* _TASK BRIEF_
Please copy out every one of the rows below line for line, changing nothing.

* _DATASET RECORDS_
-- start --

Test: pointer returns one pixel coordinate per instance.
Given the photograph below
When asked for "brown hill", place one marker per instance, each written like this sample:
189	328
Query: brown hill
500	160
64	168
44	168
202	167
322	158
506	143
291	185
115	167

-- end --

* _ANSWER TO THIS EXERCISE_
Test: pointer returns one pixel coordinate per instance.
Given the photograph below
When asked for "brown hill", place one marker per instance, each written like this sample:
189	328
Query: brown hill
500	160
64	168
44	168
202	167
322	158
506	143
291	185
115	167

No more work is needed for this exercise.